→ **Exercise**:
Everything from the line that contains "# test: pointer returns one pin per instance of the chair" through the last line of the listing must be copied exactly, with both of those lines included and no others.

>> Begin Rows

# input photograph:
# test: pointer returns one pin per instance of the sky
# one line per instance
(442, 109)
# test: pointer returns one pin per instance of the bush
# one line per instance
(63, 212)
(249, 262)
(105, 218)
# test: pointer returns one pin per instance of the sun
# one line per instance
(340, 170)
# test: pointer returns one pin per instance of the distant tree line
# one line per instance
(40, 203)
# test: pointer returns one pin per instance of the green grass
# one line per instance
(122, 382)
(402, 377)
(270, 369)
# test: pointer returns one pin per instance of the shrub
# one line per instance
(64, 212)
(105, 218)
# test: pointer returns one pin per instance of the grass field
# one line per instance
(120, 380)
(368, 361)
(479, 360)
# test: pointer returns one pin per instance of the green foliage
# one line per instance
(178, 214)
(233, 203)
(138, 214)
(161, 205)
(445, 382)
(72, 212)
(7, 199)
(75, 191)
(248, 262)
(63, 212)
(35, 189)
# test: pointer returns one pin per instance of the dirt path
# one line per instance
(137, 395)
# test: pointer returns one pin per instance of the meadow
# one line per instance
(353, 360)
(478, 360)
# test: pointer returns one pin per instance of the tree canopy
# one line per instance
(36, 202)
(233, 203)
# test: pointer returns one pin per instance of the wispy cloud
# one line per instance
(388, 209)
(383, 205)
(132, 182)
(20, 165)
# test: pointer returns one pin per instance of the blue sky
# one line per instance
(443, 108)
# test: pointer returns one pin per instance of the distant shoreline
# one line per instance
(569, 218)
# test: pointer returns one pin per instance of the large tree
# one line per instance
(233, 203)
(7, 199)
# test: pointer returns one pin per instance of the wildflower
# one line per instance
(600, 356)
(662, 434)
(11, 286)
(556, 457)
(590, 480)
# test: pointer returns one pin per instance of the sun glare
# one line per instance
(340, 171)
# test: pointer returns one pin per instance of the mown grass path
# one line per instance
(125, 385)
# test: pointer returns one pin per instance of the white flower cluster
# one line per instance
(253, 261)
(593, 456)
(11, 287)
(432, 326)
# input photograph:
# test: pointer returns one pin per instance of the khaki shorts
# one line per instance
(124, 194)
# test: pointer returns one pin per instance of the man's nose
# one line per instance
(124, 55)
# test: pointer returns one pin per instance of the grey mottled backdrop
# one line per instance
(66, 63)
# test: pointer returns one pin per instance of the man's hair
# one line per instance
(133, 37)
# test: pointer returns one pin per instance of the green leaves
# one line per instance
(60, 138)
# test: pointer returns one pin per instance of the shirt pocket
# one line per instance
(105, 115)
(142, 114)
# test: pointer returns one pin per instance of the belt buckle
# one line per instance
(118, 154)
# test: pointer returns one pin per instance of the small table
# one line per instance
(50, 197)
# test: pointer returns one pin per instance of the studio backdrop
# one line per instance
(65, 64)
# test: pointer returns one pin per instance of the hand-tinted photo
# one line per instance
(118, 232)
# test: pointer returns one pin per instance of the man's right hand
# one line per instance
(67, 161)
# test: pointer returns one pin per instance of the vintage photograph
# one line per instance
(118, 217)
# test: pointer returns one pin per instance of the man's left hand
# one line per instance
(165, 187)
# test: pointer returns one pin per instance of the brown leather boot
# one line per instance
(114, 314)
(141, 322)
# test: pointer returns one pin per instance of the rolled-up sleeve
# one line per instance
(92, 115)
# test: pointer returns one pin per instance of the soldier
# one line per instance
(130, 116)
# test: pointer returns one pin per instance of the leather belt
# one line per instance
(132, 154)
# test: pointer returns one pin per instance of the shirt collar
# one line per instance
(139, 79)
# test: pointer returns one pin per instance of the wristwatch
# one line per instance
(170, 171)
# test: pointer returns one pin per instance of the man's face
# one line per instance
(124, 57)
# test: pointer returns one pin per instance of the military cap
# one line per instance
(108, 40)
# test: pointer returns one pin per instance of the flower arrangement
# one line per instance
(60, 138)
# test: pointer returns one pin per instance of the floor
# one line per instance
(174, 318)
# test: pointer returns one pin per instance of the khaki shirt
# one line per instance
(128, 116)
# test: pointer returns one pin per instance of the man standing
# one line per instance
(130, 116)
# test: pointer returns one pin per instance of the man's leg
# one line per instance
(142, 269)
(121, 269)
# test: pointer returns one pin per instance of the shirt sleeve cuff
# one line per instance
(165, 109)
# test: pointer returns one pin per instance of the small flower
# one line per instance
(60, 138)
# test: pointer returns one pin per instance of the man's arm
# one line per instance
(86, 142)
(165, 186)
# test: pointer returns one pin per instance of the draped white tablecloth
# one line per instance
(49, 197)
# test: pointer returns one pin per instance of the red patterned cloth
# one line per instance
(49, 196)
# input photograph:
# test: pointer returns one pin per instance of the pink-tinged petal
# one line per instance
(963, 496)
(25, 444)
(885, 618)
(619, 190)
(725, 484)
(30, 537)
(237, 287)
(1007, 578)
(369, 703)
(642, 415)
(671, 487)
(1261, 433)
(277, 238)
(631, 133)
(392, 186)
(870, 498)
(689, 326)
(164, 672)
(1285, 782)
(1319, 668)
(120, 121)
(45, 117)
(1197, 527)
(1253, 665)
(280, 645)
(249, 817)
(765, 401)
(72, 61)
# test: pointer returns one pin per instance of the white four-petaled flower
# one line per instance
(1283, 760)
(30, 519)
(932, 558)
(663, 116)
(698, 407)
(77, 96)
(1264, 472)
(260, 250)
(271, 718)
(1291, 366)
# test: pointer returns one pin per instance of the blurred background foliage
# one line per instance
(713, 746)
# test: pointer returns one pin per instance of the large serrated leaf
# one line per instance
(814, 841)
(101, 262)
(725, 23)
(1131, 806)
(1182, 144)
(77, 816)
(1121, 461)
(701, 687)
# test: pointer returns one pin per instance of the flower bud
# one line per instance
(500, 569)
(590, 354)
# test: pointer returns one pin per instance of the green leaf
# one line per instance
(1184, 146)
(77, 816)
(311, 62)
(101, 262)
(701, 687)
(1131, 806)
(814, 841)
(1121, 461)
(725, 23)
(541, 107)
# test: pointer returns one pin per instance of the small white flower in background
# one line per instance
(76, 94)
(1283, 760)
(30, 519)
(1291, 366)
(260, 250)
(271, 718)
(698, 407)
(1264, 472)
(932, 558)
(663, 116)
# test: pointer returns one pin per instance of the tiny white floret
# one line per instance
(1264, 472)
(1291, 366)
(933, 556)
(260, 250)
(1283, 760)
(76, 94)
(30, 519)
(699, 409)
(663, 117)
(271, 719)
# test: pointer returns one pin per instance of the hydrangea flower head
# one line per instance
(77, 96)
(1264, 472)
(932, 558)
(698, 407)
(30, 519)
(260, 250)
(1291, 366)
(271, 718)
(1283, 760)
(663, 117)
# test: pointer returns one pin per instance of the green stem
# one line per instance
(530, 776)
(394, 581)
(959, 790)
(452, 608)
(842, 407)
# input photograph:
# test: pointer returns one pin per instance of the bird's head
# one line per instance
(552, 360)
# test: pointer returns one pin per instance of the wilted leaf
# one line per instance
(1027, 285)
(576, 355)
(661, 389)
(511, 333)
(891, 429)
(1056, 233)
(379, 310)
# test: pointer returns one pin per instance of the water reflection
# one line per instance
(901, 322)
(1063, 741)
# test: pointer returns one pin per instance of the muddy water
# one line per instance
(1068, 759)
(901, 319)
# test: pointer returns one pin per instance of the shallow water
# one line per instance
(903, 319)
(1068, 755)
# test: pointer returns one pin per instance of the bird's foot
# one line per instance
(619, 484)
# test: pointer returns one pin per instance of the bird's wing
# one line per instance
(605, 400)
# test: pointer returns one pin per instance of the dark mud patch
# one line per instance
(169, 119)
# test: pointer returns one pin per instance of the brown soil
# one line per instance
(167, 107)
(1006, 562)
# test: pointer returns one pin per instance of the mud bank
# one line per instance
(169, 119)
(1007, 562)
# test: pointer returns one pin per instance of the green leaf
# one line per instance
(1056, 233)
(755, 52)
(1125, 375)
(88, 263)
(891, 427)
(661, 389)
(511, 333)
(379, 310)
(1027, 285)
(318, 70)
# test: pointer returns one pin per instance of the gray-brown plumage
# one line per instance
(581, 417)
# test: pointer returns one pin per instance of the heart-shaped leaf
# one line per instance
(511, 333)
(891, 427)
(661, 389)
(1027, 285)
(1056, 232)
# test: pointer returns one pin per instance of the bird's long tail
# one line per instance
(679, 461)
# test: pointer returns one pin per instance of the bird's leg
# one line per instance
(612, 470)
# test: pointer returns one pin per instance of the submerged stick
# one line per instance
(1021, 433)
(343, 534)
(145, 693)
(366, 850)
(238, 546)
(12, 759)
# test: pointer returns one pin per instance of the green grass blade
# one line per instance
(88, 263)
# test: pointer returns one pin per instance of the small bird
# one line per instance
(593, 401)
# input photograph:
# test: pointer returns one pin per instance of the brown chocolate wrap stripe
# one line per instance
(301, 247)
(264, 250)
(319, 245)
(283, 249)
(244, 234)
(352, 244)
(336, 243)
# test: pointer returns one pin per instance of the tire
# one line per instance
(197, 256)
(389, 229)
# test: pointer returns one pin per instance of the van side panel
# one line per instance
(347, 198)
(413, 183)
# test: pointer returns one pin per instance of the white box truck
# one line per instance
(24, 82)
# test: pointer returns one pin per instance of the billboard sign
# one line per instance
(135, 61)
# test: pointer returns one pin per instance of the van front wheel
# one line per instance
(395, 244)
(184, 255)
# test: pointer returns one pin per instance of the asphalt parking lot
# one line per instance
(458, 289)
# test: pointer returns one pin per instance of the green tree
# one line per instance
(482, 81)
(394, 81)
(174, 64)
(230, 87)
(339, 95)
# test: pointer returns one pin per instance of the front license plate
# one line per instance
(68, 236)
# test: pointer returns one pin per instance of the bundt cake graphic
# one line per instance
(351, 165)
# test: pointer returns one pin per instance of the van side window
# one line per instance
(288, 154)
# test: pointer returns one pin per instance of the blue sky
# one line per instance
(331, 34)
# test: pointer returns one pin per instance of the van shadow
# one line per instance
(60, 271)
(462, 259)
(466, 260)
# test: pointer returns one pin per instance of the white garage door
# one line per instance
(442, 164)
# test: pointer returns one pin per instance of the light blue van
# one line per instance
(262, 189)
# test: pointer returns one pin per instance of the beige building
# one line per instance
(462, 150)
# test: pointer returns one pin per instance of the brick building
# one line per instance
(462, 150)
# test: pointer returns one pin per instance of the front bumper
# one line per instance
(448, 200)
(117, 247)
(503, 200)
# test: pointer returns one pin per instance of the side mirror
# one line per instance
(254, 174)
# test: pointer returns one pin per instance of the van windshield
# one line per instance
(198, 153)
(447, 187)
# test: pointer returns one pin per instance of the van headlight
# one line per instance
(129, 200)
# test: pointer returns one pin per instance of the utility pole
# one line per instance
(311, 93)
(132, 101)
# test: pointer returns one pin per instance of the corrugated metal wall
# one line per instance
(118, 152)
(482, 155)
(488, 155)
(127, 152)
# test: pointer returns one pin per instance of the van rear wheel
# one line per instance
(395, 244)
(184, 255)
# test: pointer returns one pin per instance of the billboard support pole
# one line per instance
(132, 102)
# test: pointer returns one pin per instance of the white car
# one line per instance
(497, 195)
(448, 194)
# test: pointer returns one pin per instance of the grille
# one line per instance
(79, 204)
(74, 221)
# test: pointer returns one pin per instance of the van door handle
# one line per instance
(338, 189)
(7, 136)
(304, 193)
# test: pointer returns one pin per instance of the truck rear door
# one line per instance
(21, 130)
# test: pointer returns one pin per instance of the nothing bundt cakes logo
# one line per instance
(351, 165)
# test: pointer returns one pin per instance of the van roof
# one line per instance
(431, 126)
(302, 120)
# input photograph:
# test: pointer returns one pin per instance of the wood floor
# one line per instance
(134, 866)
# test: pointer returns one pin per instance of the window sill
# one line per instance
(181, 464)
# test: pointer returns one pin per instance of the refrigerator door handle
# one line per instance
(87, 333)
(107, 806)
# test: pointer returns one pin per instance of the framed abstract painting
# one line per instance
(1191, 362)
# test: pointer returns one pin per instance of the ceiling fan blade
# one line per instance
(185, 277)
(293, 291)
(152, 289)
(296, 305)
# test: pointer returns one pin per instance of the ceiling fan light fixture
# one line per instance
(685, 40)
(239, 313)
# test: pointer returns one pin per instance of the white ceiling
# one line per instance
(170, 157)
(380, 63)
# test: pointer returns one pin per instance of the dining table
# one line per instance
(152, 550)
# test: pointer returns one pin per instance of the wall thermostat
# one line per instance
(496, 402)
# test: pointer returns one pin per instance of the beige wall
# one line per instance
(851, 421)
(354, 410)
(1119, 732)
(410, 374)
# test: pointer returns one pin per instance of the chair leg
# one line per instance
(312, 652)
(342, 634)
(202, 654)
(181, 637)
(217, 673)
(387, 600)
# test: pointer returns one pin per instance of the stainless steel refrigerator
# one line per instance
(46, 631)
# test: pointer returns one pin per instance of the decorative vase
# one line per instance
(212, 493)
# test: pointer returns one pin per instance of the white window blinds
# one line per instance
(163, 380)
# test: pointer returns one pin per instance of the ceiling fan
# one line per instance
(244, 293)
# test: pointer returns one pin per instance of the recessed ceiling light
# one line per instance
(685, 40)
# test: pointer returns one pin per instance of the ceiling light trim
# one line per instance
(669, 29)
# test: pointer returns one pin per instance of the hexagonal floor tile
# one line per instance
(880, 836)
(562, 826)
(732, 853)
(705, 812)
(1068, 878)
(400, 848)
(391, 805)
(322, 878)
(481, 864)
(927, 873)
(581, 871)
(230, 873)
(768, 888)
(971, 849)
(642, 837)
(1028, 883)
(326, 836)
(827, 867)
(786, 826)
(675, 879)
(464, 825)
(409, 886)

>> End Rows

→ **Finished answer**:
# test: pointer returns one pin per instance of the chair leg
# one line per instance
(312, 652)
(342, 634)
(202, 654)
(181, 637)
(217, 673)
(387, 600)
# test: pointer returns one pin per instance of the stainless steel refrigerator
# one line per instance
(46, 631)
# test: pointer returns one pin per instance of the decorative vase
# one line per instance
(212, 493)
# test: pointer returns one pin per instance of the white window blinds
# one line per instance
(163, 380)
# test: pointer returns one pin per instance of the ceiling fan
# one line per instance
(244, 293)
# test: pointer returns one pin per instance of the recessed ceiling light
# one line per instance
(685, 40)
# test: pointer returns one pin per instance of the ceiling light trim
# one line per instance
(669, 29)
# test: pointer returns one pin per instance of the hexagonal floor tile
# one line per instance
(880, 836)
(562, 826)
(732, 853)
(705, 812)
(1068, 878)
(400, 848)
(391, 805)
(322, 878)
(481, 864)
(927, 873)
(581, 871)
(230, 873)
(768, 888)
(971, 849)
(642, 837)
(1028, 883)
(326, 836)
(827, 867)
(786, 826)
(675, 879)
(464, 825)
(409, 886)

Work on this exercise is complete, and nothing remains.